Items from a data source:

┏━━

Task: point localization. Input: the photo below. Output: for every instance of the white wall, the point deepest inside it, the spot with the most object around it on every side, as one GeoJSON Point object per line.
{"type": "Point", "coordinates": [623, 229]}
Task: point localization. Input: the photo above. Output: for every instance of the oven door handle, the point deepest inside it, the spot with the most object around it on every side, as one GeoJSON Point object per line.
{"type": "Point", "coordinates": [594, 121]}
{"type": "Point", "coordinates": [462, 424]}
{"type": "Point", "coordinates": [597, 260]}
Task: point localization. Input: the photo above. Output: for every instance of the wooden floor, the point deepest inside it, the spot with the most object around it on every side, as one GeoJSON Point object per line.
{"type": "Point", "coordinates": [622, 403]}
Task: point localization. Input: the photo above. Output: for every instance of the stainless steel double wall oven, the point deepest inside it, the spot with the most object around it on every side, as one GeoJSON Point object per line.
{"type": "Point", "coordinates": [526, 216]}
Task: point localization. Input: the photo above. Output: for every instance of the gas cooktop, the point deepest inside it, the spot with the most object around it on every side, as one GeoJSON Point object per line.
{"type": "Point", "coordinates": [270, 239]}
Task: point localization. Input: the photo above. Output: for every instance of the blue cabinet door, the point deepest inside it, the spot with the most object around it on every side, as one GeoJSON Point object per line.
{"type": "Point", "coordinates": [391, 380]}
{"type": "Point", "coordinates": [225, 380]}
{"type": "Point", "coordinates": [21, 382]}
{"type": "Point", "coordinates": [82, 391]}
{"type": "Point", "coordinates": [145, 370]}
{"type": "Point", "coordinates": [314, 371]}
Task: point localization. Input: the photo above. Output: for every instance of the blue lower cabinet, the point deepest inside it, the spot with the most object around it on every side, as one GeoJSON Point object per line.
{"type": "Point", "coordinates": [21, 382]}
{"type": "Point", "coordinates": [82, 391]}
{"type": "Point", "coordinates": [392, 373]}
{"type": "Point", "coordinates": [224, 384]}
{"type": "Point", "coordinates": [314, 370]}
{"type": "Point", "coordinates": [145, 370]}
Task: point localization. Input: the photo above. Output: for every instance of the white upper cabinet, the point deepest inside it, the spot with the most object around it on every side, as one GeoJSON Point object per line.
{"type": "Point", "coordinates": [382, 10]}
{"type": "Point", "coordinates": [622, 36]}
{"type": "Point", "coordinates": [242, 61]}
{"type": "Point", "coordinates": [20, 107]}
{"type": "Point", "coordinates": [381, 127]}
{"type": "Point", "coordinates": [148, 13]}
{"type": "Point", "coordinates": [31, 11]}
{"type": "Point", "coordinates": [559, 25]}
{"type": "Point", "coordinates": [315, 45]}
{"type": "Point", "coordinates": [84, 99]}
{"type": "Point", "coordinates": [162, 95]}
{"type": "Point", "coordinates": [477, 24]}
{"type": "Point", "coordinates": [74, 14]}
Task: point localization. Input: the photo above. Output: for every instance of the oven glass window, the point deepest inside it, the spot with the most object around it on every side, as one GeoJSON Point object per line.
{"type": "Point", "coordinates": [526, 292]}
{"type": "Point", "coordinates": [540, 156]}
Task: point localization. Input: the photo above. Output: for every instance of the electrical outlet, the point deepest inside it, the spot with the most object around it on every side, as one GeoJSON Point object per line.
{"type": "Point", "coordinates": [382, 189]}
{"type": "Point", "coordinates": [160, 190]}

┗━━

Required action:
All entries must come back exactly as they were written.

Solution to the problem:
Task: point localization. Input: the photo below. Output: for every instance of the white wall, the point deepest inside it, the spot with the most object around it on every side, as one GeoJSON Point object per line.
{"type": "Point", "coordinates": [623, 229]}
Task: point localization. Input: the photo above. Output: for every instance of the oven door handle, the point deepest inside it, the spot with the most object around it on every side, as one GeoJSON Point object per line.
{"type": "Point", "coordinates": [594, 121]}
{"type": "Point", "coordinates": [462, 424]}
{"type": "Point", "coordinates": [597, 260]}
Task: point localization. Input: the photo above. Output: for every instance of the wooden floor, the point deepest inside it, the spot with the most object around it on every side, as one GeoJSON Point object per line.
{"type": "Point", "coordinates": [622, 403]}
Task: point localization. Input: the photo above. Output: for every instance of the stainless steel double wall oven, the point deepest inside it, the spot with the most object around it on every side, as one GeoJSON Point object per line.
{"type": "Point", "coordinates": [526, 216]}
Task: point localization. Input: the photo above. Output: for every instance of the gas cooktop, the point deepest inside it, the spot with the most object around it on every side, as one GeoJSON Point object per line.
{"type": "Point", "coordinates": [270, 239]}
Task: point localization. Input: the photo above. Output: for every instance of the blue cabinet door, the point deepest inside it, the spot with the most object around it on every side, as one GeoJSON Point object per line.
{"type": "Point", "coordinates": [391, 380]}
{"type": "Point", "coordinates": [225, 380]}
{"type": "Point", "coordinates": [21, 382]}
{"type": "Point", "coordinates": [82, 391]}
{"type": "Point", "coordinates": [145, 370]}
{"type": "Point", "coordinates": [314, 371]}
Task: point localization. Input: the photo above. Output: for every instance of the blue lower cabinet, the point deepest inside it, the spot with the most object around it on every side, as one GeoJSON Point object per line.
{"type": "Point", "coordinates": [21, 382]}
{"type": "Point", "coordinates": [82, 391]}
{"type": "Point", "coordinates": [392, 373]}
{"type": "Point", "coordinates": [224, 384]}
{"type": "Point", "coordinates": [314, 370]}
{"type": "Point", "coordinates": [145, 370]}
Task: point localization. Input: the photo above. Output: for every instance of the white upper cabinet, the point deepest inside it, the spot with the most object around it on every side, as one GeoJSON Point object per line.
{"type": "Point", "coordinates": [382, 10]}
{"type": "Point", "coordinates": [622, 36]}
{"type": "Point", "coordinates": [242, 61]}
{"type": "Point", "coordinates": [20, 107]}
{"type": "Point", "coordinates": [381, 127]}
{"type": "Point", "coordinates": [148, 13]}
{"type": "Point", "coordinates": [31, 11]}
{"type": "Point", "coordinates": [559, 25]}
{"type": "Point", "coordinates": [315, 45]}
{"type": "Point", "coordinates": [84, 99]}
{"type": "Point", "coordinates": [162, 95]}
{"type": "Point", "coordinates": [477, 24]}
{"type": "Point", "coordinates": [74, 14]}
Task: point localization. Input: the photo above. Output: for every instance of the oven glass window, the point deepest inside it, the spot with the most object around it on every side, as one GeoJSON Point object per line.
{"type": "Point", "coordinates": [526, 292]}
{"type": "Point", "coordinates": [540, 156]}
Task: point localization. Input: the photo above. Output: for every instance of the electrical outlet, the point deepest inside it, the spot with the most object around it on every side, as one GeoJSON Point object per line.
{"type": "Point", "coordinates": [382, 189]}
{"type": "Point", "coordinates": [160, 190]}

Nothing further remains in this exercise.